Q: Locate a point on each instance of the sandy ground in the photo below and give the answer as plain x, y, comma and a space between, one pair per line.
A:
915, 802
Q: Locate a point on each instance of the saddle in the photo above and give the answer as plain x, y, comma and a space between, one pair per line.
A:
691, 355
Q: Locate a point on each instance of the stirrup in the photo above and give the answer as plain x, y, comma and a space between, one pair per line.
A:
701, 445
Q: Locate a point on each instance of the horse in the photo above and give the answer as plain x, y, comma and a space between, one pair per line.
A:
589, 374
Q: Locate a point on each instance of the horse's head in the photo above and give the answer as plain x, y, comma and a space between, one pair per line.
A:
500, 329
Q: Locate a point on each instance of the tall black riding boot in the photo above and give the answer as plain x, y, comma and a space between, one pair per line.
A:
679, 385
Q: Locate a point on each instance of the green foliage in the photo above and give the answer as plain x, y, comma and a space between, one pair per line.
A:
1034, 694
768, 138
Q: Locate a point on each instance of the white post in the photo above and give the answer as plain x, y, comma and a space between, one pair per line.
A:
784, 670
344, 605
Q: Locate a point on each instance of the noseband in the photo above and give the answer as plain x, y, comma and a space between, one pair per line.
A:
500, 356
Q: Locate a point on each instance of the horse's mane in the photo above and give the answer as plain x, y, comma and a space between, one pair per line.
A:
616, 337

····················

WORK ITEM:
From the line with "Q: Locate a point on each instance of the saddle" through the last line of the records, set down every line exactly as written and leave out all others.

ANSWER SPACE:
Q: Locate a point on each instance of the saddle in the photo above and give the answer as plain x, y, comma and a space between, one pair per line.
A:
691, 355
Q: Locate a point on each instance of the stirrup in the photo above and give the answer as plain x, y, comma and a space between, one pair per line.
A:
701, 445
Q: Locate a point on each instance of the horse in the photo above and give the answer as plain x, y, comma and a space between, one pair per line.
A:
589, 374
Q: Locate a point on each instance of the horse's head in the photo above and give the answer as plain x, y, comma and a space between, one pair per line.
A:
500, 329
Q: Locate a point on each instance of the tall black riding boot in the photo above and give the answer as plain x, y, comma and a space between, one pair per line.
A:
679, 385
Q: Locate a point on each instance of the green foliage in the photo above and give the answer as plain x, y, comma and a space between, one pair per line.
A:
1034, 694
768, 138
Q: Locate a point on each instance of the white post in the photo above and give the answer as plain x, y, comma and a space between, one pair per line.
A:
784, 670
344, 605
Q: Locate a point on each instance of the noseband in the photo above and give the answer as plain x, y, comma and a space between, one pair per line.
A:
500, 356
Q: Locate a point on each instance of the horse's mane in the photo above and give the answer as plain x, y, comma and a space between, one pair per line.
A:
616, 337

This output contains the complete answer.